- [Excerpted passage]
# SMOTE-Tomek for Ethereum Fraud Detection

In [1]:
using Imbalance
using MLJBalancing
using CSV
using DataFrames
using ScientificTypes
using CategoricalArrays
using MLJ
using Plots
using Random
using Impute

## Loading Data
In this example, we will consider the [Ethereum Fraud Detection Dataset](https://www.kaggle.com/datasets/vagifa/ethereum-frauddetection-dataset) found on Kaggle where the objective is to predict whether an Ethereum transaction is fraud or not (called `FLAG`) given some features about the transaction.

`CSV` gives us the ability to easily read the dataset after it's downloaded as follows

In [21]:
df = CSV.read("../datasets/transactions.csv", DataFrame)
first(df, 5) |> pretty

There are plenty of useless columns that we can get rid of such as `Column1`, `Index` and probably, `Address`. We also have to get rid of the categorical features because SMOTE won't be able to deal with those and it leaves us with more options for the model.

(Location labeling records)
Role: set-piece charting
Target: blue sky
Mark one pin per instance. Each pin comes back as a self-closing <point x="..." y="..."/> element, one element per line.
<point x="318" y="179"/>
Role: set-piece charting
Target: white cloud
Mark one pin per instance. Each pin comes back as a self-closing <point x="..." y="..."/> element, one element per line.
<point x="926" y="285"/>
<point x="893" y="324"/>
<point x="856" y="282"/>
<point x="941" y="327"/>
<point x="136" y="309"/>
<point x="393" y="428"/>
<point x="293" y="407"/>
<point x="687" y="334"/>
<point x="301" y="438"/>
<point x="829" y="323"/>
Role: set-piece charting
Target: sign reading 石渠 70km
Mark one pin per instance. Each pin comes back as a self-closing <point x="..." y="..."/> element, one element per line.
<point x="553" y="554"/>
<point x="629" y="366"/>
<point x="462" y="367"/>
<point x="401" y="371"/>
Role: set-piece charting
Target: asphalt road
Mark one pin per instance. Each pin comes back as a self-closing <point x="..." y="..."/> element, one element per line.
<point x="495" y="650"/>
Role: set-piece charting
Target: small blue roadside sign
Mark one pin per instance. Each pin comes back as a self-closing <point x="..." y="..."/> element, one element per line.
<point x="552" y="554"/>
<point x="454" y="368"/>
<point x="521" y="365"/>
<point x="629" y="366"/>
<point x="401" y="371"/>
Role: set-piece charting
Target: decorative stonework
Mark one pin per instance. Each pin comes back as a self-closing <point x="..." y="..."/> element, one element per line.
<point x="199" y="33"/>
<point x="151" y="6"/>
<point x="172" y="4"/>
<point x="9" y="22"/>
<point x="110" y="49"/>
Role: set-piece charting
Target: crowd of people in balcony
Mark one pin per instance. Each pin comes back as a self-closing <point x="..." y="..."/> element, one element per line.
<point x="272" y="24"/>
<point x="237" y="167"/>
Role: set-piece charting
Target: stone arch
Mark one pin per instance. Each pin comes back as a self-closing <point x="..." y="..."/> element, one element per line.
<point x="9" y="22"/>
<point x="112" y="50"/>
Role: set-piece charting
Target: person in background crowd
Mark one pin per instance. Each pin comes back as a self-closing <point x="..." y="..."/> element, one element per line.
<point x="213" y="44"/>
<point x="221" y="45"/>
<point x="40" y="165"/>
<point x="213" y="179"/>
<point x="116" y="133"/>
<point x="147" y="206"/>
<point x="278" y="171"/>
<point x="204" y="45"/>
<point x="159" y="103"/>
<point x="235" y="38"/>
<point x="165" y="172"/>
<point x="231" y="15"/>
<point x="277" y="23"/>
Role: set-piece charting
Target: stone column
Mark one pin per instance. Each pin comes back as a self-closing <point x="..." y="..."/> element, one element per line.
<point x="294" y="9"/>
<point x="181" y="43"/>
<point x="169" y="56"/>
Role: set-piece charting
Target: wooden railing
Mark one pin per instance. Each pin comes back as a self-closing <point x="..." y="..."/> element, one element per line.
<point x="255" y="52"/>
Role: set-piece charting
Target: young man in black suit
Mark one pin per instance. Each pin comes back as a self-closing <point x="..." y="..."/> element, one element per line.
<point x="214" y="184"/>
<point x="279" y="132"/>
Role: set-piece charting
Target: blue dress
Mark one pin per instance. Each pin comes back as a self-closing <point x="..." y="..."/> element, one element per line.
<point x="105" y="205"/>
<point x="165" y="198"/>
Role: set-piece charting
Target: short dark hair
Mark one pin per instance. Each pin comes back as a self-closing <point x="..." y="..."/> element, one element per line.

- [Parts of the exercise]
1/ In the Ethereum fraud detection walkthrough, what is the name of the target variable that marks whether a transaction is fraud?
2/ Continue the SMOTE-Tomek Ethereum fraud detection walkthrough from the point where it stops.

- [The responses]
1/ `FLAG`

2/
In [22]:
df = df[:,
	Not([
		:Column1,
		:Index,
		:Address,
		Symbol(" ERC20 most sent token type"),
		Symbol(" ERC20_most_rec_token_type"),
	]),
] 
first(df, 5) |> pretty

If you scroll through the printed data frame, you find that some columns also have `Missing` for their element type, meaning that they may be containing missing values. We will use *linear interpolation*, *last-observation carried forward* and *next observation carried backward* techniques to fill up the missing values. This will allow us to call `disallowmissing!(df)` to return a dataframe where `Missing` is not an element type for any column.

In [23]:
df = Impute.interp(df) |> Impute.locf() |> Impute.nocb(); disallowmissing!(df)
first(df, 5) |> pretty

## Coercing Data

Let's look at the schema first

In [24]:
ScientificTypes.schema(df)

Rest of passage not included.